• **Supplied passage**:
Content starts
By Andreas Lorenz
Yasin Karim, 38, wears a white cap and sports a jet-black goatee. He is the assistant imam of the mosque in Langar, a village 75 kilometers (47 miles) southeast of the Uighur provincial capital, Kashgar. Karim is a Uighur, a member of the ethnic group that is currently giving Beijing so much trouble.
Yasin is sitting on a carpet in the cozy inner courtyard of his house, talking about day-to-day religious life in his congregation. "We have not been allowed to teach our children the Koran since the 1990s," he says. And when the muezzin calls the faithful to prayer, he is not permitted to use a loudspeaker, but must rely on his voice instead. The will of the Communist Party is law, even in the smallest village.
A sign above the entrance gate to Yasin's mosque reads, in Arabic: "No admittance to anyone under 18 years of age." On the adjacent wall, a slogan painted in blue calls upon worshippers to obey the "correct religious policy of the Communist Party."
Before Yasin became an imam, the government office of religion made sure he was politically reliable and did not sympathize with "ethnic separatists." He's required to attend regular political education classes, evidence of the sort of patronizing behavior that makes relations so difficult between the 8.5 million Muslim Uighurs and the Chinese immigrants, who now make up close to half the population of the Xinjiang ("New Border") Autonomous Region.
The sun rises two and and a half hours later in Kashgar than in the capital, but the clocks there are set to Beijing time, as they are throughout China. For several days now, red and yellow barricades have been set up in front of the barracks of the military People's Armed Police Force, across the street from the Uighur Hospital in Seaman Street. Behind the barricades, a large board studded with metal spikes, designed to destroy tires, has been placed on the ground.
There were no barriers here two weeks ago, when a fatal incident took place. Two men drove a small truck into the barracks, threw hand grenades and stabbed unarmed police officers as they were doing their morning exercises. Sixteen people were killed. A short time later, unknown assailants stabbed three guards at a roadblock outside the city.
The attackers were not intimidated by posters affixed to the walls of mud-brick buildings in the old section of Kashgar. They depict three men with red X marks drawn across their bodies, which identifies them as having been executed. The text on the poster explains, in Arabic, that the men had sought to "divide the fatherland" and wanted to establish an entity called "East Turkestan."
Because of its immense natural resources (natural gas, oil, gold and coal), the border province of Xinjiang, four-and-a-half times the size of Germany, is of great interest to China. It has a population of about 20 million and serves as a buffer against Russia and the countries of Central Asia. Many Uighurs feel their lives have become more difficult and their relationship with the Han Chinese less easy in recent years.
Content ends
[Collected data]
Content starts
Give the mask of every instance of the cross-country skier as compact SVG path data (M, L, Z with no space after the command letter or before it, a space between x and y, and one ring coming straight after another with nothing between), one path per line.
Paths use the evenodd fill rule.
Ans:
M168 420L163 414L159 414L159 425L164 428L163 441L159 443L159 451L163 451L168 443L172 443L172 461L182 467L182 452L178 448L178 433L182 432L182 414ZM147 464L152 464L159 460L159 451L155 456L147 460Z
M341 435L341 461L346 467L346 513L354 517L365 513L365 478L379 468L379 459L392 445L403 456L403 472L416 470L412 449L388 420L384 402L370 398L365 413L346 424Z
Content ends
• **Problem set**:
(A) According to the Xinjiang article, how far is Langar from Kashgar, and in which direction?
(B) Reproduce the Xinjiang article word for word from "By Andreas Lorenz" to "the smallest village.".

• **Answers to the tasks**:
(A) Langar is 75 kilometers (47 miles) southeast of Kashgar.

(B)
By Andreas Lorenz
Yasin Karim, 38, wears a white cap and sports a jet-black goatee. He is the assistant imam of the mosque in Langar, a village 75 kilometers (47 miles) southeast of the Uighur provincial capital, Kashgar. Karim is a Uighur, a member of the ethnic group that is currently giving Beijing so much trouble.
Yasin is sitting on a carpet in the cozy inner courtyard of his house, talking about day-to-day religious life in his congregation. "We have not been allowed to teach our children the Koran since the 1990s," he says. And when the muezzin calls the faithful to prayer, he is not permitted to use a loudspeaker, but must rely on his voice instead. The will of the Communist Party is law, even in the smallest village.